→ **Required task 1**:
Decide whether each statement below agrees with the restaurant review, answering yes or no and quoting the words of the review that settle it. (a) The Din Tai Fung branches in Korea measure up to their originals in Taiwan. (b) Jooo's sits on the main Garosugil. (c) Jooo's caught the writer's eye because of its positive reviews and moderate prices.
→ **Required task 2**:
Reproduce the restaurant review word for word from "In Korea, the" up to and including "amount of buzz.".
→ **Required task 3**:
Carry the restaurant review of Jooo's Dimsum and Noodles forward, picking up right after its last sentence.
>> START Text
Review: Jooo's Dimsum and Noodles in Sinsa Garosugil (신사 가로수길 쮸즈 딤섬 + 누들)

For all the popularity explosion in international cuisine in Seoul the past few years, I'm surprised dimsum and its similar culinary cousins haven't taken off as much in Korea. I suppose we're fortunate to have branches of Din Tai Fung as a similarity but they still lack in comparison to their originals in Taiwan.

In Korea, the word "dimsum" is casually thrown around to apply to any sort of Chinese style dumpling and its varieties. Whether it's a pot sticker, a bao, or whatnot, it's all dubbed "dimsum" here and not at all uniquely Cantonese or even remotely connected with the notion of "yumcha". Which is to say it's certainly a pity as Cantonese style true dimsum, carts and all, I think could potentially take off rather well in Seoul with the right amount of buzz.

In any case, Jooo's Dimsum and Noodles (yes, it's really "Jooo" with an extra "o") is hidden off the main Garosugil in trendy Sinsa. With the commercialization and gentrification of Garosugil in recent years, it's been a while I've been pleasantly surprised with a good eat in the area. While out and about with a friend one day, we were browsing through our options of where to eat and trying to find somewhere that wasn't a pasta and "steak" joint but wouldn't cost an arm and a leg. Jooo's Dimsum and Noodles (henceforth referred to hereon as "Jooo's") caught my eye for its positive reviews and moderate prices. And thus, Jooo's was settled as our lunch spot.
>> END Text
>> START Material shown
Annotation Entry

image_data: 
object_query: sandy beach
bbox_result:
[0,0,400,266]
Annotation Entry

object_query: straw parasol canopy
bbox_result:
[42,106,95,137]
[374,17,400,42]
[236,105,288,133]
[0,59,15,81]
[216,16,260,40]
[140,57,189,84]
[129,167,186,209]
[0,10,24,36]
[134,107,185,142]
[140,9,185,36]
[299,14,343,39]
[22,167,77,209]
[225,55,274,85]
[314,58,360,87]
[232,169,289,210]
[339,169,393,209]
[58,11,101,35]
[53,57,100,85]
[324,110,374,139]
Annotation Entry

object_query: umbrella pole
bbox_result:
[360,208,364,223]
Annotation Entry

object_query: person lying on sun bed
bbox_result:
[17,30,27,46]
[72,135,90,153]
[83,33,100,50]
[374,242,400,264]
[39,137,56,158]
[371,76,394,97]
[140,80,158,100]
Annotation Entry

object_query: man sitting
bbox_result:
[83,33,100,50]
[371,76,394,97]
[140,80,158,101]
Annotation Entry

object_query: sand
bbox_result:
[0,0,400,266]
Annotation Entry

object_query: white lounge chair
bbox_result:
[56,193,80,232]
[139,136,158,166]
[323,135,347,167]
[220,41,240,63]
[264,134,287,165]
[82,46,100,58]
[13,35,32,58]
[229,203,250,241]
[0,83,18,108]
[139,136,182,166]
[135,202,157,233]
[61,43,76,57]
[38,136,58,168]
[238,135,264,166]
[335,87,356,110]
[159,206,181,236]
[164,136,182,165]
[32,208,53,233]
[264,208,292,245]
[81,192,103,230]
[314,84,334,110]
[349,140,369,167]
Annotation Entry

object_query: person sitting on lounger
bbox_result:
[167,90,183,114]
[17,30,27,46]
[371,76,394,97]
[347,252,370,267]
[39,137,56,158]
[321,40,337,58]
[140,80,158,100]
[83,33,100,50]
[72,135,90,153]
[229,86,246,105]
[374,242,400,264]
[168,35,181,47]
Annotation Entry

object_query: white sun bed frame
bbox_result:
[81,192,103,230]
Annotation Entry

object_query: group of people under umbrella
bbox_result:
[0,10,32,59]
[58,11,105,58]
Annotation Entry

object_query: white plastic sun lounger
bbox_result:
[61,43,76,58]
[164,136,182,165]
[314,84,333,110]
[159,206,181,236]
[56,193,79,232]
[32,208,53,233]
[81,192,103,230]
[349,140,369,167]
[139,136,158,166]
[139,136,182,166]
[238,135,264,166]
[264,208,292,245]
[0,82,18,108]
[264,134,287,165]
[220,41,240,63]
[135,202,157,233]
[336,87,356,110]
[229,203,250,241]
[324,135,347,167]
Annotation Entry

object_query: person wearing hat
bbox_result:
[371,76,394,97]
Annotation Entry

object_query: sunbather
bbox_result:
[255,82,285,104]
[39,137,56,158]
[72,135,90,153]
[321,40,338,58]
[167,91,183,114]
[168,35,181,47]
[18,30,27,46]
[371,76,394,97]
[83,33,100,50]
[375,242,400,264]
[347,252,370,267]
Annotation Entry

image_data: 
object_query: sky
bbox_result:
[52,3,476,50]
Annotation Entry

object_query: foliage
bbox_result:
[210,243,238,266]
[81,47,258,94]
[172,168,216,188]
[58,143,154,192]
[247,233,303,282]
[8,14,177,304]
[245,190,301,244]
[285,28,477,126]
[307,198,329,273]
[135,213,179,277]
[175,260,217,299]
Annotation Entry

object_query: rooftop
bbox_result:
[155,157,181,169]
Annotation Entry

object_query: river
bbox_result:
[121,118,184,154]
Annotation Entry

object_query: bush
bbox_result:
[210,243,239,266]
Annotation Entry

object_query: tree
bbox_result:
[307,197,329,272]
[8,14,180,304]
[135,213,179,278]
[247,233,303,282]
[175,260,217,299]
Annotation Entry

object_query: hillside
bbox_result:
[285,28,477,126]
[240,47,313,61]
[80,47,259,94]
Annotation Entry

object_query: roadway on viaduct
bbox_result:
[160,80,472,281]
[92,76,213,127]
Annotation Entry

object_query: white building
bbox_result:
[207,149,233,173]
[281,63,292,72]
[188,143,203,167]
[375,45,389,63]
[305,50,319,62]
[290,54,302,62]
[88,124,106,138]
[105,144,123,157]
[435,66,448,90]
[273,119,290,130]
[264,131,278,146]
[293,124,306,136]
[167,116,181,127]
>> END Material shown
→ **Answer 1**:
(a) No: "they still lack in comparison to their originals in Taiwan."
(b) No: "is hidden off the main Garosugil in trendy Sinsa."
(c) Yes: "caught my eye for its positive reviews and moderate prices."

→ **Answer 2**:
In Korea, the word "dimsum" is casually thrown around to apply to any sort of Chinese style dumpling and its varieties. Whether it's a pot sticker, a bao, or whatnot, it's all dubbed "dimsum" here and not at all uniquely Cantonese or even remotely connected with the notion of "yumcha". Which is to say it's certainly a pity as Cantonese style true dimsum, carts and all, I think could potentially take off rather well in Seoul with the right amount of buzz.

→ **Answer 3**:
We were rather lucky to be seated within a few minutes as it was not only a Saturday afternoon (and the place is rather popular) but also because the place is quite small; I suppose there are about 20-25 seats total only in the entire place.

Jooo's is also entirely open kitchen and, in fact, no matter where you are seated you can do a 360 degree look about and see the kitchen, the bathroom, the entrance, and all 20 something seats of the entire restaurant. The open kitchen is where all the dumplings are steamed to order and noodle and other dishes made.


The chef himself actually did his culinary study in Beijing before working in various Chinese and Chinese-influenced cities such as Shanghai, Hong Kong, and Singapore to build up his culinary base. Random fact: the Korean name of this restaurant, "쮸즈", is actually a Koreanized pronunciation of the chef-owner's name.

Returning to Korea, he decided he wanted to open up his own Chinese-influenced restaurant and focusing on Chinese dishes that were lesser known to Koreans. With his background, the dishes themselves are rather a mix in origin and the menu shows where each dish comes from with a little flag next to the name that shows if it's either mainland Chinese, Cantonese (Hong Kong), and Taiwanese. 

As the restaurant's full name suggests, dimsum and noodles is the name of the game here and choices are kept simple.

For dimsum varieties you have:
Xiao long bao (소룡포)- 3,500 for three dimsums
Shumai (쇼마이)- 4,000 for three dimsums
Spicy Taiwanese style wonton (매콤완탕)- 6,000 for 5 dimsums
Chunjuan or fried spring rolls (춘권)- 2,000 for 3 pieces

Noodles varieties include:
Dandanmian (단단면) - 7,000
Beef noodle soup (우육면) - 8,000
Wonton noodles (완탄면) - 9,000

There is also Cantonese stir fried bok choy (4,000) and wonton soup (7,000) available.

Drinks options are only Tsingtao beer (6,000 for a 640mL bottle), Yanghe Baiju (15,000 for a a 165mL bottle) and cans of Coke (2,000).

As I mentioned, a hodgepodge of Chinese and Chinese influenced cuisine which worried me a bit but I decided to trust the chef's background and positive reviews. At the very least, the fact that the owner knew the difference and origin of each dish gave me some relief.


On my visit, they were offering some new dishes including crab meat shumai (6,000), Nanzheng style noodles (9,000), and cream/mayo shrimp (15,000).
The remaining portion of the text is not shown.